Required work
Reproduce the material below, replacing every "Report" with "Output" and leaving everything else unchanged.

------------------------------------------------------------

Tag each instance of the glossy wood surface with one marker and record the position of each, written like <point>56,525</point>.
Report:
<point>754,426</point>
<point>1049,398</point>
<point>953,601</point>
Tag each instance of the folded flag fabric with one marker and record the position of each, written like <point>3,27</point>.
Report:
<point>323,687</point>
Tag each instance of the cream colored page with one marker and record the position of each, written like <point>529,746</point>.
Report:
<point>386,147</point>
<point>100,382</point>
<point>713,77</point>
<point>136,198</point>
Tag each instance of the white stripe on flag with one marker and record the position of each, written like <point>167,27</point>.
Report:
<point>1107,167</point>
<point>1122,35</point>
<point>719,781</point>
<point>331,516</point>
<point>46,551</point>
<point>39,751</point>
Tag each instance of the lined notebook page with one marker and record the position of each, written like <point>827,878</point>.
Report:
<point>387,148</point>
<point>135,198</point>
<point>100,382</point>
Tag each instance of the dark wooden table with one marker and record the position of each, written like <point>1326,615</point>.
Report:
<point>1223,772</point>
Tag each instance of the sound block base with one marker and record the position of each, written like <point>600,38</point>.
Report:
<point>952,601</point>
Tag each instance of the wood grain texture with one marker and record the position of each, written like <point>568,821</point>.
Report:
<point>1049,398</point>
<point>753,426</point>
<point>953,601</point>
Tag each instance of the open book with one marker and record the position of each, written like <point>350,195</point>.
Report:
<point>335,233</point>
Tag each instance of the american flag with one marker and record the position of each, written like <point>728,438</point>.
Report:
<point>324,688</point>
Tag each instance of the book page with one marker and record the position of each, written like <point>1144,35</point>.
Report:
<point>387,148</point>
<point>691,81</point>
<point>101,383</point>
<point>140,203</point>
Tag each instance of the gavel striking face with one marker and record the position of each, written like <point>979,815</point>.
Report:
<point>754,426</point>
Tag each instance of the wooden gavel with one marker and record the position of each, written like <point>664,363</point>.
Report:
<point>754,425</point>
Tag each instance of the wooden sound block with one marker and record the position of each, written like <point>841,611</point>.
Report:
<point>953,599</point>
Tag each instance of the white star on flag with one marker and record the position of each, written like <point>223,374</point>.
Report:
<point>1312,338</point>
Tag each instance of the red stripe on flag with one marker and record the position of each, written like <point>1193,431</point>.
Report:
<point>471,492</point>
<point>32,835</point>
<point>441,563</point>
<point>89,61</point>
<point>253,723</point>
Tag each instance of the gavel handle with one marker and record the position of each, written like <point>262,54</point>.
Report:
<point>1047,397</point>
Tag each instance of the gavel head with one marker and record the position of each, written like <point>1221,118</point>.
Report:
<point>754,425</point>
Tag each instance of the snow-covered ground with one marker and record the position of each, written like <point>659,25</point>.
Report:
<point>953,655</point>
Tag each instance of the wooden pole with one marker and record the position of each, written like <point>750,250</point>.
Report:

------------------------------------------------------------

Output for this exercise
Tag each instance of the glossy wood surface with one marker and record the position of each, written like <point>56,525</point>.
Output:
<point>754,426</point>
<point>1049,398</point>
<point>953,601</point>
Tag each instance of the folded flag fabric with one marker and record the position of each, written like <point>3,27</point>.
Output:
<point>323,687</point>
Tag each instance of the cream colored page with one marker and record the position of each, written like <point>529,746</point>.
Output:
<point>386,147</point>
<point>100,382</point>
<point>713,77</point>
<point>136,198</point>
Tag each instance of the white stripe on flag with one marker and record the position of each, written like <point>167,27</point>.
Output:
<point>1107,167</point>
<point>1122,35</point>
<point>719,781</point>
<point>331,516</point>
<point>46,551</point>
<point>39,751</point>
Tag each instance of the lined notebook page with one marker and record the position of each, written like <point>827,878</point>.
Output:
<point>387,148</point>
<point>135,198</point>
<point>100,382</point>
Tag each instance of the dark wooden table with one marker and record the position of each, written like <point>1326,615</point>.
Output:
<point>1223,772</point>
Tag each instance of the sound block base with one marker and record the position of each, written like <point>600,38</point>.
Output:
<point>952,601</point>
Tag each instance of the wood grain texture with one marker and record the position of each, written like <point>568,821</point>.
Output:
<point>1049,398</point>
<point>753,426</point>
<point>953,601</point>
Tag each instance of the open book with one marker and record the position of each, written like <point>350,195</point>.
Output:
<point>335,233</point>
Tag each instance of the american flag with one marker and record the position of each, written like <point>728,438</point>.
Output:
<point>324,688</point>
Tag each instance of the book page with one marker and record the position of each, written like <point>1144,35</point>.
Output:
<point>387,148</point>
<point>691,81</point>
<point>101,383</point>
<point>140,203</point>
Tag each instance of the gavel striking face with one marker and record the position of each, written like <point>979,815</point>.
Output:
<point>754,426</point>
Tag each instance of the wooden gavel with one marker and record the position of each, written like <point>664,363</point>.
Output:
<point>754,425</point>
Tag each instance of the wooden sound block with one marker and record the position of each, written like <point>841,611</point>.
Output:
<point>953,599</point>
Tag each instance of the white star on flag with one marker and record the position of each, written like <point>223,374</point>.
Output:
<point>1312,338</point>
Tag each instance of the red stripe on flag with one marker and record the position of each, written like <point>1193,431</point>.
Output:
<point>471,492</point>
<point>32,835</point>
<point>441,563</point>
<point>89,61</point>
<point>253,723</point>
Tag each instance of the gavel handle with one marker and record the position of each, written like <point>262,54</point>.
Output:
<point>1047,397</point>
Tag each instance of the gavel head with one marker and record the position of each, written like <point>1221,118</point>.
Output:
<point>754,425</point>
Tag each instance of the snow-covered ground with one marker and record the position of each, written like <point>659,25</point>.
Output:
<point>953,655</point>
Tag each instance of the wooden pole with one marker and record the position of each, written like <point>750,250</point>.
Output:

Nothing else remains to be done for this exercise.